* Start EXCERPT *

I would say this room which is middle of the house gets more usage.
Its the first room as you come into either from front walk or   from house garage.


----------



## Pepper (Aug 12, 2020)

My husband called it Front Room.  Had never heard that before I met him.  I called it Living Room, because everyone else I had ever known did.


----------



## Pinky (Aug 12, 2020)

When I was little, we called it the parlour. Later, having my own place, I called it a living room.


----------



## RadishRose (Aug 12, 2020)

Always the Living Room.


----------



## JaniceM (Aug 12, 2020)

We always called it the living room.  It wasn't the everything-covered-in-plastic-and-nobody-go-in-there room, it was where we all watched t.v., etc.


----------



## twinkles (Aug 12, 2020)

when we were kids it was the parlor now it is the living room


----------



## MickaC (Aug 12, 2020)

Grew up knowing the word living room.......still use that word of location.


----------



## fuzzybuddy (Aug 19, 2020)

Maybe it was that the homes in the late 1800s had a "front" room. It was a room that held the best furniture in the house, and used only when guests called. Behind the 'front' room was a room that the family used for "living".????????


----------



## Ellen Marie (Aug 27, 2020)

At my grandma's house, it was called the "parlor."  In my mother's house it was called the "front room."  In my house it is called the "room that is never used."   We gather round the kitchen table.... actually I refer to it as the living room.


----------



## Ellen Marie (Aug 27, 2020)

For many, it was called the "front room" because they lived in "shotgun" houses, and the "front room" was at the front of the house had was where people sat.


----------



## the_she_ray (Jan 30, 2021)

win231 said:


> Why do we call it a "Living Room" when we don't have a "Dying Room?"


Interestingly enough! https://www.vintag.es/2018/01/living-room-what-we-call-today-was.html


----------



## OneEyedDiva (Jan 30, 2021)

I remember it being called the front room by the elders. For me it's the living room.


----------



## peramangkelder (Jan 30, 2021)

My paternal Grandparents had what my Grandmother called a Drawing Room....short for Withdrawing Room
My Grandfather called it the Front Room....but it was ONLY used on very special occasions 
In my childhood home it was called a lounge room or a living room
Ours is a called a Family Room and has a Kitchen, Dining and Living Room in one large space which is handy 
when we need to use the air-conditioner


----------



## Knight (Jan 31, 2021)

win231 said:


> Why do we call it a "Living Room" when we don't have a "Dying Room?"


It's called a bedroom for those lucky enough to die peacefully in their sleep.


----------



## terry123 (Jan 31, 2021)

Now that I live in a condo, its the living room.


----------



## horseless carriage (Jan 31, 2021)

Growing up, our family home had one long utility room, it was purpose built that way. Dining table and chairs under the window that faced the garden, the rest of the room was for sitting, reading and later, watching TV. A door gave access to the kitchen at the dining end, whilst another door gave access to the hall and front door at the other end.

Nowadays I refer to the rooms as sitting room and dining room,


----------

* End EXCERPT *

● SET EXERCISE
Copy everything in the living room thread from "## horseless carriage" down to "the other end.", word for word.

* Start RAW DATA *

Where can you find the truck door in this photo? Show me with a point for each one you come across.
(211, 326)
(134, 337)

* End RAW DATA *
* Start RAW DATA *

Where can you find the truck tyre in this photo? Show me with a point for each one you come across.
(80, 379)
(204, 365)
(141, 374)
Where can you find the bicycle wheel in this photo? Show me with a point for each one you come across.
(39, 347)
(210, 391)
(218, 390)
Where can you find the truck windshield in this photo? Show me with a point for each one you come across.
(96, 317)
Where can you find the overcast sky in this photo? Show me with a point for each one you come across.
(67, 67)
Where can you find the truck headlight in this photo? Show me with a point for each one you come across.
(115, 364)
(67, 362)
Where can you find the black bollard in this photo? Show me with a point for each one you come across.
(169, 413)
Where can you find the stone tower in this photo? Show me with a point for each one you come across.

* End RAW DATA *
* Start RAW DATA *

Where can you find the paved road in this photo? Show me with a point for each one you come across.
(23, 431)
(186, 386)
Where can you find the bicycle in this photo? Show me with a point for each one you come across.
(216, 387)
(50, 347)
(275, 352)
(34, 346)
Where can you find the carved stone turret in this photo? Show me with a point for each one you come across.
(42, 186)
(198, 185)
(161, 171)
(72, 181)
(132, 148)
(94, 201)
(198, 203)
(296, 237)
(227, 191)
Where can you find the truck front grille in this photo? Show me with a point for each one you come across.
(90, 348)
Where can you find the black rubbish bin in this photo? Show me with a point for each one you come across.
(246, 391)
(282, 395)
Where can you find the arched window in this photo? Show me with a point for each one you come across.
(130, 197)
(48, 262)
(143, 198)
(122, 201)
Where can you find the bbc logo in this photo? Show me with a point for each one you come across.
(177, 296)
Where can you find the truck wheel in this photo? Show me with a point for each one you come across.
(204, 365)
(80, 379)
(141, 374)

* End RAW DATA *

● EXERCISE SOLUTION
## horseless carriage (Jan 31, 2021)

Growing up, our family home had one long utility room, it was purpose built that way. Dining table and chairs under the window that faced the garden, the rest of the room was for sitting, reading and later, watching TV. A door gave access to the kitchen at the dining end, whilst another door gave access to the hall and front door at the other end.